### Task objective
Please replace "utility pole" with "power pole" in the lines below, from the line with "Expected: one point per instance of the store" up to and including the last line, and give back only those lines with everything else unchanged.

### Data extract
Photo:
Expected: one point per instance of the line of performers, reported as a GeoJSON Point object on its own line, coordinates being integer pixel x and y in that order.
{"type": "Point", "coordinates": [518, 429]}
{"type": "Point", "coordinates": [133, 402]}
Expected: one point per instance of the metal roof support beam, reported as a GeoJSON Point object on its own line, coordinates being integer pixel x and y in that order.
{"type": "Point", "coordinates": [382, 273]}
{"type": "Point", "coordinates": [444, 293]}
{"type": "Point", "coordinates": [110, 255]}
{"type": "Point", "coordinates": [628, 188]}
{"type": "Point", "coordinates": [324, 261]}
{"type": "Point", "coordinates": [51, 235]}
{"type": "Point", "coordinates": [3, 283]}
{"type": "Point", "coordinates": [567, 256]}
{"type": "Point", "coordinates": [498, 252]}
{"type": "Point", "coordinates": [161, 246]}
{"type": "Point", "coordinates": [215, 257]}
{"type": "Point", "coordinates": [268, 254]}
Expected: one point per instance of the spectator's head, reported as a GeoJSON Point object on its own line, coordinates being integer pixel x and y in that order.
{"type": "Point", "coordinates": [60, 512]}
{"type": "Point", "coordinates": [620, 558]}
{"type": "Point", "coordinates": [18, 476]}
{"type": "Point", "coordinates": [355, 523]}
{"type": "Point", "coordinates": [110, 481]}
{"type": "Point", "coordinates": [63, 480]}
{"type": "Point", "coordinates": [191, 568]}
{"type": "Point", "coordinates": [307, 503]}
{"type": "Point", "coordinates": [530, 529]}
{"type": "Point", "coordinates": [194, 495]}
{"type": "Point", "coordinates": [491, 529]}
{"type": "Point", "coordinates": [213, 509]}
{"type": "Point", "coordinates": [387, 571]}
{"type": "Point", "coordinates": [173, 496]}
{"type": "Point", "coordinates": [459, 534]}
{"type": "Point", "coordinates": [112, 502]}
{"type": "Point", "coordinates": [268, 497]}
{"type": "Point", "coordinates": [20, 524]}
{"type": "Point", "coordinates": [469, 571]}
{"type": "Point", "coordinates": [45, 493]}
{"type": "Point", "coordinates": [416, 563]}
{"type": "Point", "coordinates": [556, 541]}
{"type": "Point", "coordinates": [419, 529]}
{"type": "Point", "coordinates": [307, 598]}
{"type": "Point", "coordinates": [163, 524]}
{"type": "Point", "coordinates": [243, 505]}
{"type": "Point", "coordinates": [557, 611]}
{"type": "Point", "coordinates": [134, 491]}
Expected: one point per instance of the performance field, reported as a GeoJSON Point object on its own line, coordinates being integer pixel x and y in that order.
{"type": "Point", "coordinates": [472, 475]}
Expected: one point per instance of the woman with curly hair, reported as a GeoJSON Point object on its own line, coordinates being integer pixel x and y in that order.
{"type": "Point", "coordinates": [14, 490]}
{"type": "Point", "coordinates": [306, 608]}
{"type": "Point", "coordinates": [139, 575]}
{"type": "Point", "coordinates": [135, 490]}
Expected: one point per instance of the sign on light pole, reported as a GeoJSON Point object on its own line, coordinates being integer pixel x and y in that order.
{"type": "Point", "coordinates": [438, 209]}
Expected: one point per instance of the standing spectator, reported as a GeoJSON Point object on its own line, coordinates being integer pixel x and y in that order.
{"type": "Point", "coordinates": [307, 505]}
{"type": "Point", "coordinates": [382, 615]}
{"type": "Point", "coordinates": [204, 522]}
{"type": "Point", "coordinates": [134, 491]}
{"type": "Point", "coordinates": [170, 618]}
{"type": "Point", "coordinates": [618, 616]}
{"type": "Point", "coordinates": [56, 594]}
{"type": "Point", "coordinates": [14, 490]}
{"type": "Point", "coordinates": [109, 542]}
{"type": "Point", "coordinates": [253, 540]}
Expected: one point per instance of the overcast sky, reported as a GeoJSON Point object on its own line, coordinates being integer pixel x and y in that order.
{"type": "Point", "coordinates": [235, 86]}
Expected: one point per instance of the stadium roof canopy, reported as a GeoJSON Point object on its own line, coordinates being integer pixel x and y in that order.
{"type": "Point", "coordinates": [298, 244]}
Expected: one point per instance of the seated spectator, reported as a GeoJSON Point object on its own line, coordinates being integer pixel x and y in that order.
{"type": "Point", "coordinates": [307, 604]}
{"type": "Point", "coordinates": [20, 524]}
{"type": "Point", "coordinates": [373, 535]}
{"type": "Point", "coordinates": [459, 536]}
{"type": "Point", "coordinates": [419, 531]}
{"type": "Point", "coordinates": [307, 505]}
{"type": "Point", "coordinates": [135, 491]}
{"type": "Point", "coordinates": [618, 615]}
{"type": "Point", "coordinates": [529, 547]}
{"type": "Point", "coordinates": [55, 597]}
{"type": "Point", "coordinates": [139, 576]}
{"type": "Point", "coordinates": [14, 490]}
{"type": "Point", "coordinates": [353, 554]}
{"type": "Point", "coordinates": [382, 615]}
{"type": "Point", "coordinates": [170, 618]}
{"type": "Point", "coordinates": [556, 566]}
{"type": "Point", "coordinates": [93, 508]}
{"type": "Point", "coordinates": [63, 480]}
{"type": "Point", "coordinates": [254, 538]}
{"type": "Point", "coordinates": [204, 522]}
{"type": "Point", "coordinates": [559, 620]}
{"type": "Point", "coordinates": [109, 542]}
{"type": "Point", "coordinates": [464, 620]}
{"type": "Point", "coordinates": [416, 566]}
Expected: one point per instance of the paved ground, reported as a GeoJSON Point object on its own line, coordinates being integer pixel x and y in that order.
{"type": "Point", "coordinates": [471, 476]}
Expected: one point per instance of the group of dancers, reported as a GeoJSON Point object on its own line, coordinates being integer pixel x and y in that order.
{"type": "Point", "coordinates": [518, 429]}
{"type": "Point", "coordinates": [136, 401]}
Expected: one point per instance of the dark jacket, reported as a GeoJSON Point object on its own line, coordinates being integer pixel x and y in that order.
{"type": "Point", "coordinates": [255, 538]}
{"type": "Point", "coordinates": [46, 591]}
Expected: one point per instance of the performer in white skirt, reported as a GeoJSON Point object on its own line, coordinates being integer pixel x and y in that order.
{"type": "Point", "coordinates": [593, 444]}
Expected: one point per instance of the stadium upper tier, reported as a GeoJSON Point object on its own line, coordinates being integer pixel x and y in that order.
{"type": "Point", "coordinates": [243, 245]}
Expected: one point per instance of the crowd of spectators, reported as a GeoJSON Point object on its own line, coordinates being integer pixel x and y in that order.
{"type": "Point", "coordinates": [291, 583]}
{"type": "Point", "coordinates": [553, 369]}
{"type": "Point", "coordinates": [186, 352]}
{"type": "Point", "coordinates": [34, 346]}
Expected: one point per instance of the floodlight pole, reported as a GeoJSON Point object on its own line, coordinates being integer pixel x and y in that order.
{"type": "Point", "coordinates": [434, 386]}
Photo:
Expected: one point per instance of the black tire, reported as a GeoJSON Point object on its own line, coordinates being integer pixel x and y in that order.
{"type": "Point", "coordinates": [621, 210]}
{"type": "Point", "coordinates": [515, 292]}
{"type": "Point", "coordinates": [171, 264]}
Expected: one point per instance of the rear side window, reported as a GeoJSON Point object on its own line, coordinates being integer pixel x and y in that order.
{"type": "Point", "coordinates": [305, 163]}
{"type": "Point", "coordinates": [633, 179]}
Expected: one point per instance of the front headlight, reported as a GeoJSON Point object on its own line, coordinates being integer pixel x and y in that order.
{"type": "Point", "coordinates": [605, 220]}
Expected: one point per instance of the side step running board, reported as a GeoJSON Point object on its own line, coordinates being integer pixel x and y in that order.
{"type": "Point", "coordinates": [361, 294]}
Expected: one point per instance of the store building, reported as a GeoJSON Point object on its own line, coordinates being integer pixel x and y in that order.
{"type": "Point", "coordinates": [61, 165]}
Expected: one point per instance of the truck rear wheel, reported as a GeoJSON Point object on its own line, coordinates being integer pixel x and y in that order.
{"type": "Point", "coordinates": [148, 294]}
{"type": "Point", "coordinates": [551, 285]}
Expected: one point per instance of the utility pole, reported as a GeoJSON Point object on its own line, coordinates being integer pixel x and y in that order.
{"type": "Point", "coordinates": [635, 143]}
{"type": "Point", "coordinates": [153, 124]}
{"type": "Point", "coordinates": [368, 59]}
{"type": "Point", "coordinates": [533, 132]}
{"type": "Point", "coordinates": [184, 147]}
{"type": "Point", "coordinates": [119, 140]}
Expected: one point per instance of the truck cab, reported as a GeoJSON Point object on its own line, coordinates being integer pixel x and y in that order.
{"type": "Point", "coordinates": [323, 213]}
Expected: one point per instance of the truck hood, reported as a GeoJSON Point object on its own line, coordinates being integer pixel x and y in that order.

### Complete output
Expected: one point per instance of the store building, reported as a GeoJSON Point object on its own line, coordinates being integer pixel x and y in that order.
{"type": "Point", "coordinates": [61, 165]}
Expected: one point per instance of the truck rear wheel, reported as a GeoJSON Point object on its own line, coordinates being integer pixel x and y in that order.
{"type": "Point", "coordinates": [148, 294]}
{"type": "Point", "coordinates": [551, 285]}
Expected: one point per instance of the power pole, reported as a GeoJSON Point object on its own line, coordinates being integer pixel x and y in that order.
{"type": "Point", "coordinates": [635, 143]}
{"type": "Point", "coordinates": [153, 124]}
{"type": "Point", "coordinates": [368, 59]}
{"type": "Point", "coordinates": [533, 132]}
{"type": "Point", "coordinates": [184, 147]}
{"type": "Point", "coordinates": [119, 140]}
Expected: one point per instance of the truck cab, reported as a GeoJSON Point object on its own line, coordinates being integer pixel x and y in that order.
{"type": "Point", "coordinates": [323, 213]}
Expected: one point per instance of the truck hood, reported as a GeoJSON Point object on its own line, coordinates being integer pixel x and y in that order.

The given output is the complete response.